PROBLEM
Extract every line of the entries below that contains the string "handle".

EXERCISE INPUTS
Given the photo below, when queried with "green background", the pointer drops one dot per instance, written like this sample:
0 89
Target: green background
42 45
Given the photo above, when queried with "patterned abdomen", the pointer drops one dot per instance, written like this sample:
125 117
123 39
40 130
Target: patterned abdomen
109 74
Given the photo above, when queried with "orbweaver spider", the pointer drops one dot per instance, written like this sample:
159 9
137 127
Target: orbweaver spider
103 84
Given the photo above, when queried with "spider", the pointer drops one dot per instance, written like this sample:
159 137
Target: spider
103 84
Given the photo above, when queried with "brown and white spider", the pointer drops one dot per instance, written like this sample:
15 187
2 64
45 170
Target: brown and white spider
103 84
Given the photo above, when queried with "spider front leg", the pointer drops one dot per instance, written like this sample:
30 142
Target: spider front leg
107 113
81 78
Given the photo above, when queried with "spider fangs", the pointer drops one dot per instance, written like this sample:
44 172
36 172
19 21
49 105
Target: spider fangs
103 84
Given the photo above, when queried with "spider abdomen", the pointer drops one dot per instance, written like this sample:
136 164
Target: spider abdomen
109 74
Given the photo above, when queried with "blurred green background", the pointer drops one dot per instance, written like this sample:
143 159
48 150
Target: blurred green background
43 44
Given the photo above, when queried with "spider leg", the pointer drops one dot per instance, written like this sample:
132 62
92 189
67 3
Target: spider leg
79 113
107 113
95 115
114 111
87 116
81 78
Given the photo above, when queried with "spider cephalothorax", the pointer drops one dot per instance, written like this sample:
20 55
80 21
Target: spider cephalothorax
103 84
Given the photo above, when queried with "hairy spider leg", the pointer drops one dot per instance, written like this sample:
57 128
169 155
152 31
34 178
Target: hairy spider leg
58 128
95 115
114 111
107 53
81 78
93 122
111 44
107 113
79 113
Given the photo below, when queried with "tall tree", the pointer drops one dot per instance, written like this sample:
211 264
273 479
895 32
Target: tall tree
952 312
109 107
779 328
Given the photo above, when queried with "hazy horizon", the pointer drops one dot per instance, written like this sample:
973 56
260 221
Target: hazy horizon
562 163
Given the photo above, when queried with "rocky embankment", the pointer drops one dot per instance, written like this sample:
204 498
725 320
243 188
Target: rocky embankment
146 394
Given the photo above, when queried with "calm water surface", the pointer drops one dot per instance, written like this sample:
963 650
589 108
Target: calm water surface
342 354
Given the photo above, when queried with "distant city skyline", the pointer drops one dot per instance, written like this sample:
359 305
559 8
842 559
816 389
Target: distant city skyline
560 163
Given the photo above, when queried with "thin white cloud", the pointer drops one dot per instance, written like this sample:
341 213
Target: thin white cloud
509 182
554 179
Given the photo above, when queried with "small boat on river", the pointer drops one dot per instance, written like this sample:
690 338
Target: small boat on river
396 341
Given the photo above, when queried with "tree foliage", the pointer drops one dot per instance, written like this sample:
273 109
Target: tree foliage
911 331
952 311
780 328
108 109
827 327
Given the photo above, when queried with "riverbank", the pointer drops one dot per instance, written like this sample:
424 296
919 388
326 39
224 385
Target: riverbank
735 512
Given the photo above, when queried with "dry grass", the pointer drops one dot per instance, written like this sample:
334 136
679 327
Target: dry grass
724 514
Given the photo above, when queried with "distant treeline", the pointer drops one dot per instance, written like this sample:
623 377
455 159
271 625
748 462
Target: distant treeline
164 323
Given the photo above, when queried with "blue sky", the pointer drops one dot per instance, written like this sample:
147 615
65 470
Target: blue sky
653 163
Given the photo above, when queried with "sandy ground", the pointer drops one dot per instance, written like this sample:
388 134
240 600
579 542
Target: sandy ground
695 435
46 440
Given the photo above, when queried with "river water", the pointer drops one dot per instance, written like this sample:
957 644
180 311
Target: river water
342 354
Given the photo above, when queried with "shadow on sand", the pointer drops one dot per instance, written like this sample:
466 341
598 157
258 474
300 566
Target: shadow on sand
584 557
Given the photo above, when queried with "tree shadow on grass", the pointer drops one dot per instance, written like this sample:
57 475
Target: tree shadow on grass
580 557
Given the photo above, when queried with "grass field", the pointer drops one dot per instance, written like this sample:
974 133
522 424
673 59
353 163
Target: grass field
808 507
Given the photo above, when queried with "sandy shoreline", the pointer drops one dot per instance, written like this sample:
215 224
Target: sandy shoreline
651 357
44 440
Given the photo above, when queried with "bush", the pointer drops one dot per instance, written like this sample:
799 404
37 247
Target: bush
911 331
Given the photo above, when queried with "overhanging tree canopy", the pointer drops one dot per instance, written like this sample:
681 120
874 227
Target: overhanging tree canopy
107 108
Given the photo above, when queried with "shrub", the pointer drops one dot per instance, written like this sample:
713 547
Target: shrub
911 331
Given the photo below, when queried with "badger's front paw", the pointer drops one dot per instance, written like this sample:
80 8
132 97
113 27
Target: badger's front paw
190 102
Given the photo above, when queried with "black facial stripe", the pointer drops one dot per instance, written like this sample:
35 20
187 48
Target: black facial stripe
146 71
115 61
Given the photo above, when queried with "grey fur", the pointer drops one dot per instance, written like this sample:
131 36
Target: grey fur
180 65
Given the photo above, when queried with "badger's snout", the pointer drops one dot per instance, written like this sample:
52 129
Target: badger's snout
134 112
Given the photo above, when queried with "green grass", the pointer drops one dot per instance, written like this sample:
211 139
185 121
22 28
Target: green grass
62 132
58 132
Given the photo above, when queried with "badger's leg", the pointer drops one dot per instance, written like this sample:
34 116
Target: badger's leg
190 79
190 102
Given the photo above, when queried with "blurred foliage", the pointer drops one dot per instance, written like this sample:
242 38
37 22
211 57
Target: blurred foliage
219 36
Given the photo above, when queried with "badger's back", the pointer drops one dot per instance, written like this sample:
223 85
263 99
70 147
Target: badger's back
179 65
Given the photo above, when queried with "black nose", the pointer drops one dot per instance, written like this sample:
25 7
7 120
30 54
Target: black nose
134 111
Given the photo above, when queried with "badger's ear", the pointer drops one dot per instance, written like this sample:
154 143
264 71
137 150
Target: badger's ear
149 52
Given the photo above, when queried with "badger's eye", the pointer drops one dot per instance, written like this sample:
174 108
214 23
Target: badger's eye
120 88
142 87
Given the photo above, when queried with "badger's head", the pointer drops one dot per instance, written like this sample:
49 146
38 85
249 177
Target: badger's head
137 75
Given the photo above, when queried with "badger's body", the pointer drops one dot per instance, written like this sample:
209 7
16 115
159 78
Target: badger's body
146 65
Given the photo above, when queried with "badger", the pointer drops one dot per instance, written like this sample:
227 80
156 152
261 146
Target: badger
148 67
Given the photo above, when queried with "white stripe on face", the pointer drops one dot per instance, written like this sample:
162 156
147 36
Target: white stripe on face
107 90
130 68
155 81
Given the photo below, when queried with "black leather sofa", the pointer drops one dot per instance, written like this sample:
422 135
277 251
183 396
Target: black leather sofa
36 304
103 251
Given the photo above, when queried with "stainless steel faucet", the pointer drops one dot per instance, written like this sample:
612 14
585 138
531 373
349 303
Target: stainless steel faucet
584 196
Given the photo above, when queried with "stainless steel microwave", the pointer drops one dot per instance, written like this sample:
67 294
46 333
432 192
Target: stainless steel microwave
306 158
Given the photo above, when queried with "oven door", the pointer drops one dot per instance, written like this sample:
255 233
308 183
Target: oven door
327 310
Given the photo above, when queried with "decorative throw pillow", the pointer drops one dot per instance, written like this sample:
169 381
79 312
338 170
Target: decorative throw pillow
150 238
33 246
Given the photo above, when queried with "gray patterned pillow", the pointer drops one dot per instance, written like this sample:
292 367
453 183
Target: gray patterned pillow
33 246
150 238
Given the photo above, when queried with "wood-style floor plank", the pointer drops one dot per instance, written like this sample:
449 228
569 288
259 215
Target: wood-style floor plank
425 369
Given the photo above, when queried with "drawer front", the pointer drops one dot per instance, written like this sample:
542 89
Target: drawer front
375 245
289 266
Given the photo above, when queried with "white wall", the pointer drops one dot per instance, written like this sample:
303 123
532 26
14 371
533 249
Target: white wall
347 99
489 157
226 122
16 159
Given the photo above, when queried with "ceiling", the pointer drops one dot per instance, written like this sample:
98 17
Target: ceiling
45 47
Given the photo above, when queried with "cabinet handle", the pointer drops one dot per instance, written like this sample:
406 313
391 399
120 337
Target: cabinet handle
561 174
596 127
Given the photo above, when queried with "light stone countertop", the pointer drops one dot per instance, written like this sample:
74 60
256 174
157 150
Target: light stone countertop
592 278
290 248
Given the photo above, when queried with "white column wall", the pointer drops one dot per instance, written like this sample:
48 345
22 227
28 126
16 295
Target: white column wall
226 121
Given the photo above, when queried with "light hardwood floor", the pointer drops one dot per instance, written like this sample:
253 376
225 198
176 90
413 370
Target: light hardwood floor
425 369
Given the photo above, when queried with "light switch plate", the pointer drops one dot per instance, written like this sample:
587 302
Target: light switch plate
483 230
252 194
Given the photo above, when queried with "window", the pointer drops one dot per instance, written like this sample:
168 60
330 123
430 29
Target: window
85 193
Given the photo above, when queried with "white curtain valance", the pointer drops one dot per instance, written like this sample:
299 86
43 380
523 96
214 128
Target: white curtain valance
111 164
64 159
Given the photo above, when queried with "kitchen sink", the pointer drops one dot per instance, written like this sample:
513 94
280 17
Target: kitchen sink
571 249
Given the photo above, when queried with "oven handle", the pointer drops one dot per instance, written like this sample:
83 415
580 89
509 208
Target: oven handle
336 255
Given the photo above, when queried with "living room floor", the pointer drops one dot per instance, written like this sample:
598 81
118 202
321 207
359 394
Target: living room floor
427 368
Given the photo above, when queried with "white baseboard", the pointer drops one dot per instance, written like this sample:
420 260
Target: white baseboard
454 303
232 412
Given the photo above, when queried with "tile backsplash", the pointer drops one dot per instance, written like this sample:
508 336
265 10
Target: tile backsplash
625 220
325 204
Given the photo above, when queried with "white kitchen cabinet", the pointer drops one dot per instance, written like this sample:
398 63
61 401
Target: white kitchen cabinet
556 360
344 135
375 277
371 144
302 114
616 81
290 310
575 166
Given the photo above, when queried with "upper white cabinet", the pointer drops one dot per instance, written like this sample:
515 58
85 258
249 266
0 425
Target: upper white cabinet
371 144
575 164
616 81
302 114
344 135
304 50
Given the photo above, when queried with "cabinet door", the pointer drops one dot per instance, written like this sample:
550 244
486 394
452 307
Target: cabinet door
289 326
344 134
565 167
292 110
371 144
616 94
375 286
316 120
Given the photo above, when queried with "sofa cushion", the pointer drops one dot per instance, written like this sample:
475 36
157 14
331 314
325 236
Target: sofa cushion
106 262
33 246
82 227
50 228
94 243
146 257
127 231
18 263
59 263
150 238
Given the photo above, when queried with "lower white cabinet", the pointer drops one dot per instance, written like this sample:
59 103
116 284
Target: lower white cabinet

CORRECT ANSWER
Given the photo above, when queried with "cabinet handle", the pointer drops one dot per instance, written like this sample:
Target: cabinet handle
Given the photo above, when queried with "oven handle", the pointer drops one dot per instance, written like this sample:
Target: oven handle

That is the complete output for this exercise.